◆ **Task to carry out**:
Your answer must be the full listing, reproduced word for word.

◆ **Input**:
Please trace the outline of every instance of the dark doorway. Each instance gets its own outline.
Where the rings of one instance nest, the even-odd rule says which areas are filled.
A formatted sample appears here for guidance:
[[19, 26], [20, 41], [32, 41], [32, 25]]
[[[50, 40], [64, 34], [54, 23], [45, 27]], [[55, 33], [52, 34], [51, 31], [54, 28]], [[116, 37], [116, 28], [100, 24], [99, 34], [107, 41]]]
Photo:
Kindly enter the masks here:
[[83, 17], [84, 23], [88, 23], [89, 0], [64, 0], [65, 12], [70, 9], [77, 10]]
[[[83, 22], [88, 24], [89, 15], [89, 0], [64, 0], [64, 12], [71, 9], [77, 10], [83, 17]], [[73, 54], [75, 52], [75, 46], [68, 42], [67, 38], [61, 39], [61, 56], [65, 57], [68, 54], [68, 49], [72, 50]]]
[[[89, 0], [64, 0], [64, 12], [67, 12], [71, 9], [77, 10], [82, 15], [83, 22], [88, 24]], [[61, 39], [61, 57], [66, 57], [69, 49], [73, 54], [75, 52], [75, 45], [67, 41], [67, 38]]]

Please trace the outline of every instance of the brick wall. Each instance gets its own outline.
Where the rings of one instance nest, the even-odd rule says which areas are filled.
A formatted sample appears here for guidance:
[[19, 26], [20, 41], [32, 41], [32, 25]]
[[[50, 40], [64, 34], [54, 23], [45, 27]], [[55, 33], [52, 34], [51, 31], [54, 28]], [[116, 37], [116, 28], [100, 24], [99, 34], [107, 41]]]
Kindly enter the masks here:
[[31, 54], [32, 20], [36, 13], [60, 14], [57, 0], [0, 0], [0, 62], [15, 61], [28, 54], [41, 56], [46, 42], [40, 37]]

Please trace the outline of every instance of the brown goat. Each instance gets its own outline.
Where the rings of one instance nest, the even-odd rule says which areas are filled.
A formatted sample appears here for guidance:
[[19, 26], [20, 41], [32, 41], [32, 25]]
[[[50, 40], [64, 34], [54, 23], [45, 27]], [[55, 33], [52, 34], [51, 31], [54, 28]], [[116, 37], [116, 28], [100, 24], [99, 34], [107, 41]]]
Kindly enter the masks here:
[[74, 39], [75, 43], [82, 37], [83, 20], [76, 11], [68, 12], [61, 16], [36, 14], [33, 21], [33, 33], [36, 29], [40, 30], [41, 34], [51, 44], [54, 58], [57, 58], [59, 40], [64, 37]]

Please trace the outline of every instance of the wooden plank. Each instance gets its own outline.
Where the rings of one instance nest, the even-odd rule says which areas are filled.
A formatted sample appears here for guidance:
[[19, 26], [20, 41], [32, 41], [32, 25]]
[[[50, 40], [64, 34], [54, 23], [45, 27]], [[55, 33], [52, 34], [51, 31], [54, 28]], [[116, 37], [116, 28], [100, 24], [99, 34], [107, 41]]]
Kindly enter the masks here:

◆ **Solution to the problem**:
Please trace the outline of every instance of the dark doorway. Each instance gets its own outline.
Where the rings of one instance nest, the even-odd rule says which areas are filled.
A formatted sample appears here for guidance:
[[19, 26], [20, 41], [32, 41], [32, 25]]
[[[50, 40], [64, 34], [54, 23], [45, 27]], [[55, 33], [52, 34], [51, 31], [54, 28]], [[116, 37], [116, 28], [100, 24], [99, 34], [107, 41]]]
Photo:
Kindly enter the masks here:
[[83, 17], [84, 23], [88, 23], [89, 0], [64, 0], [65, 12], [70, 9], [77, 10]]
[[[83, 22], [88, 24], [89, 15], [89, 0], [64, 0], [64, 12], [71, 9], [77, 10], [83, 17]], [[73, 54], [75, 52], [75, 46], [68, 42], [67, 38], [61, 39], [61, 56], [65, 57], [68, 54], [68, 49], [72, 50]]]
[[[89, 0], [64, 0], [64, 12], [67, 12], [71, 9], [77, 10], [82, 15], [83, 22], [88, 24]], [[61, 39], [61, 57], [66, 57], [69, 49], [73, 54], [75, 52], [75, 45], [67, 41], [67, 38]]]

Please trace the outline of every instance of the brick wall. Each instance gets its own outline.
Where the rings of one instance nest, the even-odd rule says which areas are filled.
A formatted sample appears here for guidance:
[[19, 26], [20, 41], [32, 41], [32, 25]]
[[[50, 40], [64, 34], [54, 23], [45, 27]], [[55, 33], [52, 34], [51, 31], [54, 28]], [[116, 37], [116, 28], [100, 24], [99, 34], [107, 41]]]
Kindly enter the masks here:
[[31, 54], [32, 20], [36, 13], [60, 14], [57, 0], [0, 0], [0, 62], [15, 61], [28, 54], [41, 56], [46, 42], [40, 37]]

Please trace the outline of every instance of the brown goat. Each instance gets its own outline.
Where the rings of one instance nest, the even-odd rule says which areas are filled.
A formatted sample appears here for guidance:
[[19, 26], [20, 41], [32, 41], [32, 25]]
[[[50, 40], [64, 34], [54, 23], [45, 27]], [[55, 33], [52, 34], [51, 31], [54, 28]], [[116, 37], [116, 28], [100, 24], [99, 34], [107, 41]]]
Kindly enter the masks here:
[[74, 39], [75, 43], [82, 37], [83, 20], [76, 11], [68, 12], [61, 16], [36, 14], [33, 21], [33, 33], [36, 29], [40, 30], [41, 34], [51, 44], [54, 58], [57, 58], [59, 40], [64, 37]]

Please trace the outline of every instance of the wooden plank. Each instance gets its own outline.
Where the rings of one instance nest, the even-odd rule says which areas are filled.
A formatted sample appears here for guidance:
[[19, 26], [20, 41], [32, 41], [32, 25]]
[[[50, 40], [64, 34], [54, 23], [45, 27]], [[55, 33], [52, 34], [51, 31], [54, 28]], [[116, 37], [116, 28], [100, 24], [99, 34], [107, 41]]]
Kindly enter the masks here:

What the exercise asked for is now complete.